EXERCISE INSTRUCTIONS
Extend the blog post about visions and the Indiana Jones ravine, starting right after its last sentence.

In an effort to vary what’s become to me a rather one-note blog lately, I’ve decided to lie.

I recently earned a decent wage from my spirituality & creativity workshops, and am supplementing my income with sales of my art work. Further, I am feeling so rejuvenated and supported by these avenues of income and service, that I have enough energy and creativity left over to practice with my new band – We play our first show this weekend.

There … did that work?

Well, in some circles, one might call that a “vision,” or dream. A goal, per se. And in those circles, Visions are highly regarded as lighthouses for us in the dark nights of the soul. So, I’ll take what I can get. It may feel like pretend, like fantasy, as I cannot see how to get from A to Z, but I don’t have to. Those are places that resonate with me to my core. If we add in that I’m a member of a local theater company, and we just ended our sold-out run, I think I’d hit nirvana.

I don’t believe I’ve mentioned this here, though I’ve used this metaphor before.

It’s like in Indiana Jones and the Last Crusade. Yep. That’s right. I’m going there.

When Indy, as we affectionately call him, is on his way through the cave to get to the Holy Grail, he comes to a ravine. There is no way to cross this. As it appears, Indy stands on one side, clinging to a statue of a Lion, and about 15 or 20 feet away, is the other side of the ravine, and the path to the Grail.

DATA

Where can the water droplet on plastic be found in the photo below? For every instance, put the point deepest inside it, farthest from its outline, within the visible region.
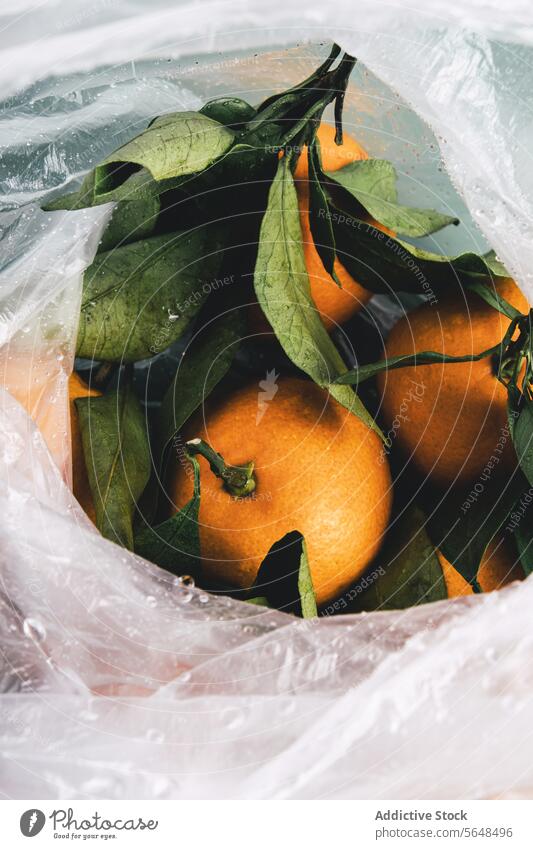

WRITTEN ANSWER
There is no way. He cannot “jump” it, it’s egregiously deep and sharp and craggy. And so, he recites the clue, as if the words somehow will give him wings.

“A leap of faith from the lion’s mouth.” A leap of faith. This is nuts. A leap of faith. But there’s nothing down there. A leap of faith. Fuck It.

He takes one step forward from the safety of the rock... and is held, solid and firm. The camera pans out from his angle, and we see that hidden, blended into the ravine walls, is a firm, stone bridge. Had he not stepped out from where he was, he wouldn’t have the vision to see that he was firmly taken care of the whole time. That there wasn’t a moment at which he was unsafe. He just needed to take that first step out from perceived safety to perceived risk.

Metaphors like this keep me going.

I’m a visual person, and a child of the 80s, so throw in a "Goonies never say die," and I’m ready to pack my rucksack, hitch up my courage, and step forward.

Despite my crawing about it here, it’s been suggested that I let other people know about the state of my affairs, if only to take my isolation out of it. Funnily, a woman whom I’m not fond of yesterday instructed me to “Figure It Out.” I could have slapped her. (Funnier still, it's already been strongly suggested that I choose another woman for these monthly meetings I have with my financial folks - which I haven't done yet... point taken?)

But, it all reminds me of another phrase, “You can’t save your face and your ass at the same time.”

I suppose belly-aching is different than sharing. Different from being open. I’d like to submit that I’ve done a little of both, and what I recognize is that I do have some blinders on. I do stand like Indy with a limited view of things.

And if sharing with other folks my honest truth, without being maudlin or Debbie Downer, can help me to take the next leap into the unknown, then alright.

Camera Pans Right.

Lights up on microphone.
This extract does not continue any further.